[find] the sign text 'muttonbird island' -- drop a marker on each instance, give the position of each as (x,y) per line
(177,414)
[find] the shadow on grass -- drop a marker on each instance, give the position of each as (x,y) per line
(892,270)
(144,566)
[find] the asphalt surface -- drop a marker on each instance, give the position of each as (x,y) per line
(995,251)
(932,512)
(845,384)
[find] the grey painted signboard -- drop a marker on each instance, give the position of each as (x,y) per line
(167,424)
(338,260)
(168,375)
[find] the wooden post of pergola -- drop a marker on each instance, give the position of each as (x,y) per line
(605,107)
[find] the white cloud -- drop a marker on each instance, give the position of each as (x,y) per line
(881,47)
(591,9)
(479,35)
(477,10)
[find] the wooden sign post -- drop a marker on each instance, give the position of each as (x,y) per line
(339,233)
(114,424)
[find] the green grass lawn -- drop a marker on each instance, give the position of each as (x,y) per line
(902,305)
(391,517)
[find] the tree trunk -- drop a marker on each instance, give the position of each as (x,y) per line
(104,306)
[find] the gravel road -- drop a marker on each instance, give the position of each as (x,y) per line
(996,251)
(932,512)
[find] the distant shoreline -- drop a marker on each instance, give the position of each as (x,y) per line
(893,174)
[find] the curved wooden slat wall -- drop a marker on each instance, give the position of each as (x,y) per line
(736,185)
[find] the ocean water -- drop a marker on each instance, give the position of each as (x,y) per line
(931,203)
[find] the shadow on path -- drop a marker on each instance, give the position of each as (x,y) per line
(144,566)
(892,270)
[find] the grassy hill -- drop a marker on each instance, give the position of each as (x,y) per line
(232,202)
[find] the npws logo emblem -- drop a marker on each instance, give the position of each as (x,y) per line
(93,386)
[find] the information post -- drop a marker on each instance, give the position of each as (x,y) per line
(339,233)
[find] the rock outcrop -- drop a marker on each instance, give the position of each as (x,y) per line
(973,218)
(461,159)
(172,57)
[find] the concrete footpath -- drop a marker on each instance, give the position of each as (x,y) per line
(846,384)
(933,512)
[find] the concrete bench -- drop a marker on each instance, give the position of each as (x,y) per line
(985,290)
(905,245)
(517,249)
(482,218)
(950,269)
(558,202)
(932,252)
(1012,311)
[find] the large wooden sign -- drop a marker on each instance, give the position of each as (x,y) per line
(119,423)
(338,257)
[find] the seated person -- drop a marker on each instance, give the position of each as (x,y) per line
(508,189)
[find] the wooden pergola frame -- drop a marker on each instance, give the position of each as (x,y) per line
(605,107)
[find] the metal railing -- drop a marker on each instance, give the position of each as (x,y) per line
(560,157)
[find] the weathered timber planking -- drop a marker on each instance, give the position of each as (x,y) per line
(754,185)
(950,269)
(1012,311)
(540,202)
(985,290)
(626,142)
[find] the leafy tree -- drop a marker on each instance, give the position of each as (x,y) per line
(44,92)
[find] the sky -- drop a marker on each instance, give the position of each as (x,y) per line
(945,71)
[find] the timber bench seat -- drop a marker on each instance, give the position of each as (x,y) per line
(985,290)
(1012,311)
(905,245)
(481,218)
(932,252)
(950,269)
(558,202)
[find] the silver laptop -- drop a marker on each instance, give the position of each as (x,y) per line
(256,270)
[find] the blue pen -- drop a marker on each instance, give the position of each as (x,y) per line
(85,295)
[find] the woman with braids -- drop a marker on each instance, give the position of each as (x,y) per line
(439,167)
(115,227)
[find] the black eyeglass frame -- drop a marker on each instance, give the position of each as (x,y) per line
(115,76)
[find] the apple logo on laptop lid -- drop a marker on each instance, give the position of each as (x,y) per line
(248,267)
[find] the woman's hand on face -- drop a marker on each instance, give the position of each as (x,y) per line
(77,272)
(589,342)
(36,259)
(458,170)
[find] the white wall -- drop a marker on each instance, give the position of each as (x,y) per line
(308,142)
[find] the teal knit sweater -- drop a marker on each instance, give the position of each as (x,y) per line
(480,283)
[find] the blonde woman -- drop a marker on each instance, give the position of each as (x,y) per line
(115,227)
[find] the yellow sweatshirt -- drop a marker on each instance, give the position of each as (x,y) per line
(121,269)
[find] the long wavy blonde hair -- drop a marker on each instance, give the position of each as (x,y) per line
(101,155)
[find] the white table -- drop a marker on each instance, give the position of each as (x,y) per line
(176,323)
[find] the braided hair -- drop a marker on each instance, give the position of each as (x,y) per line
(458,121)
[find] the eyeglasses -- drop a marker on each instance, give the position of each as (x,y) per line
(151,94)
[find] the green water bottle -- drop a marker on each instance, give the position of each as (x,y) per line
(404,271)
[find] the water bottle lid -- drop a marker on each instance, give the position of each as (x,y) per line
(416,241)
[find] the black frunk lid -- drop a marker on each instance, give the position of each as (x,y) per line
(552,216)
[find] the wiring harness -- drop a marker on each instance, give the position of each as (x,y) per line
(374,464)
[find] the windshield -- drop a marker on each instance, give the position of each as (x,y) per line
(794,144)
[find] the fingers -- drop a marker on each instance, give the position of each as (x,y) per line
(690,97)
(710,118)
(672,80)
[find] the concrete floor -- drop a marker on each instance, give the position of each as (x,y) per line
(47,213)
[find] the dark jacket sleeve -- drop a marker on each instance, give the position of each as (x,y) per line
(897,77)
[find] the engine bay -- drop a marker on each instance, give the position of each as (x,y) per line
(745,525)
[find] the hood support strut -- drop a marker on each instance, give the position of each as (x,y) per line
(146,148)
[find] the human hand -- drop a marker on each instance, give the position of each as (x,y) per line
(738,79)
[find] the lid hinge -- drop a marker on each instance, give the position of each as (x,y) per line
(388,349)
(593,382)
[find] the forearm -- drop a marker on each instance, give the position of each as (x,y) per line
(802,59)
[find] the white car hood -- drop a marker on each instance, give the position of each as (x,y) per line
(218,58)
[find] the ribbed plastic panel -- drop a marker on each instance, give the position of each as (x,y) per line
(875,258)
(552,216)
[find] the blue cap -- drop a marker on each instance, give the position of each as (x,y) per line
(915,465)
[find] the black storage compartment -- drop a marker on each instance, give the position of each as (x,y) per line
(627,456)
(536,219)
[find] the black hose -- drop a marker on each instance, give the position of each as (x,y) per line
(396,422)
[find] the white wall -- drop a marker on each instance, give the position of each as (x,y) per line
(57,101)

========================================

* Work instructions:
Copy the full listing word for word.

* Reply to the task:
[find] the sign text 'muttonbird island' -- drop a marker on each instance, give the position of each as (x,y) per line
(177,414)
[find] the shadow on grass -- drop a marker on each instance, give the position of each as (x,y) per line
(892,270)
(144,566)
[find] the asphalt surface -- drop a marker on each instance, give the position of each as (x,y) per line
(995,251)
(932,512)
(845,384)
[find] the grey painted signboard -- drop a marker on each instance, give the position of each as (x,y) per line
(167,424)
(338,260)
(168,375)
[find] the wooden post of pergola -- drop a marker on each instance, give the position of each as (x,y) per line
(605,107)
[find] the white cloud -- drop a marker on each instance, give the position of each as (x,y) per line
(881,47)
(591,9)
(479,35)
(477,10)
[find] the wooden sign post -- drop a marker on each instance, give the position of each as (x,y) per line
(339,233)
(114,424)
[find] the green grass lawn -- drop a marker on each instance, give the position of each as (x,y) per line
(902,305)
(391,517)
[find] the tree trunk -- drop a marker on each instance, give the position of each as (x,y) per line
(104,306)
[find] the gravel road -- drop a marker on each instance, give the position of each as (x,y) per line
(996,251)
(932,512)
[find] the distant shoreline -- drop a marker on each instance, give the position of each as (x,y) per line
(893,174)
[find] the curved wooden slat wall -- drop a marker on each instance, give the position of each as (x,y) per line
(736,185)
[find] the ocean water -- drop a marker on each instance, give the position of each as (x,y) per line
(931,203)
[find] the shadow on path -- drop a marker on each instance, give the position of each as (x,y) per line
(144,566)
(892,270)
[find] the grassy hill -- drop a marker on each instance, give the position of each as (x,y) per line
(232,202)
[find] the npws logo emblem -- drop a marker on each instance, give the position of each as (x,y) per line
(93,386)
[find] the information post -- drop a marker on each instance, give the position of each as (x,y) per line
(339,233)
[find] the rock outcrop -- drop a marker on each instance, give the position of each as (x,y) per line
(973,218)
(461,159)
(172,57)
[find] the concrete footpath -- drop a marker on each instance, give the position of each as (x,y) per line
(846,384)
(933,512)
[find] the concrete bench -- drop a marker on each instance, give the position of each as (x,y) per line
(985,290)
(905,245)
(517,249)
(482,218)
(950,269)
(558,202)
(932,252)
(1012,311)
[find] the large wooden sign -- drop a marker on each instance, give the position of each as (x,y) per line
(119,423)
(338,257)
[find] the seated person -- drop a marker on each instance, give the position of each as (x,y) per line
(508,189)
[find] the wooden pergola frame -- drop a marker on each instance, give the position of each as (x,y) per line
(605,107)
[find] the metal railing -- drop a marker on each instance, give the position of each as (x,y) per line
(560,157)
[find] the weathered timber planking -- drop a marker on each instance, give the position of each as (x,y) per line
(754,185)
(950,269)
(1012,311)
(540,202)
(985,290)
(626,142)
[find] the leafy tree -- drop a marker on each instance, give the position of each as (x,y) per line
(44,92)
[find] the sky -- drop a marker on each instance, give the position of each as (x,y) per line
(945,71)
[find] the timber bench seat -- drop a marker on each instance, give the position of each as (x,y) per line
(985,290)
(1012,311)
(905,245)
(481,218)
(932,252)
(950,269)
(558,202)
[find] the silver laptop -- drop a marker on each instance, give the position of each as (x,y) per line
(256,270)
[find] the blue pen -- drop a marker on each instance, give the position of each as (x,y) per line
(85,295)
[find] the woman with braids -- drop a marker on each instance, give the position of each as (x,y) per line
(439,167)
(115,227)
[find] the black eyeglass frame -- drop a marker on each instance, give the position of each as (x,y) per line
(115,76)
[find] the apple logo on laptop lid -- drop a marker on each instance, give the position of each as (x,y) per line
(248,267)
[find] the woman's hand on face -- drop a marker on each instance, give the position of each as (x,y) per line
(77,272)
(589,342)
(36,259)
(458,170)
[find] the white wall -- drop a marker on each instance, give the position of each as (x,y) per line
(308,142)
[find] the teal knit sweater -- drop a marker on each instance, give the position of each as (x,y) per line
(480,283)
[find] the blonde woman -- drop a marker on each instance, give the position of each as (x,y) per line
(115,227)
[find] the yellow sweatshirt -- drop a marker on each instance, give the position of each as (x,y) per line
(121,269)
[find] the long wavy blonde hair -- drop a marker on each instance, give the position of each as (x,y) per line
(101,155)
[find] the white table -- drop a marker on each instance, give the position of each as (x,y) per line
(176,323)
[find] the braided hair -- drop a marker on each instance, give the position of each as (x,y) per line
(458,121)
[find] the eyeglasses -- drop a marker on each instance, give the position of each as (x,y) per line
(151,94)
[find] the green water bottle -- drop a marker on each instance, give the position of each as (x,y) per line
(404,271)
[find] the water bottle lid -- drop a marker on each instance, give the position of each as (x,y) per line
(416,241)
[find] the black frunk lid -- drop a marker on each instance, give the position of each as (x,y) per line
(552,216)
[find] the wiring harness -- drop a marker on each instance, give the position of each as (x,y) per line
(374,464)
[find] the windshield -- drop a marker on each instance, give the position of each as (x,y) per line
(794,144)
[find] the fingers -- drop a marker on each instance, give the position of each as (x,y) per line
(690,97)
(710,118)
(672,80)
[find] the concrete floor -- drop a marker on each instance, give the position of each as (x,y) per line
(47,213)
[find] the dark jacket sleeve -- drop a marker on each instance, give the position of each as (x,y) per line
(897,77)
[find] the engine bay -- drop a marker on each instance, give the position of each as (x,y) per line
(745,525)
[find] the hood support strut -- drop a marker on each instance, give the position of each as (x,y) per line
(146,148)
[find] the human hand -- drop a marker on each instance, give the position of each as (x,y) per line
(738,79)
[find] the lid hinge -- drop a marker on each instance, give the position of each as (x,y) per line
(388,349)
(593,382)
[find] the forearm -- drop a marker on each instance, give the position of each as (x,y) per line
(802,59)
[find] the white car hood -- drop a marker on each instance, give the position of each as (x,y) per line
(218,58)
[find] the ribbed plastic panel -- drop a marker on each instance, give the position of each as (x,y) per line
(875,258)
(552,216)
[find] the blue cap -- drop a marker on each instance, give the position of each as (x,y) per line
(915,465)
[find] the black storage compartment -- drop a marker on each instance, give the position of each as (x,y) per line
(627,456)
(536,219)
[find] the black hose -- drop a marker on each instance, give the position of each as (x,y) per line
(396,422)
[find] the white wall -- drop a marker on each instance, give the position of each as (x,y) per line
(57,101)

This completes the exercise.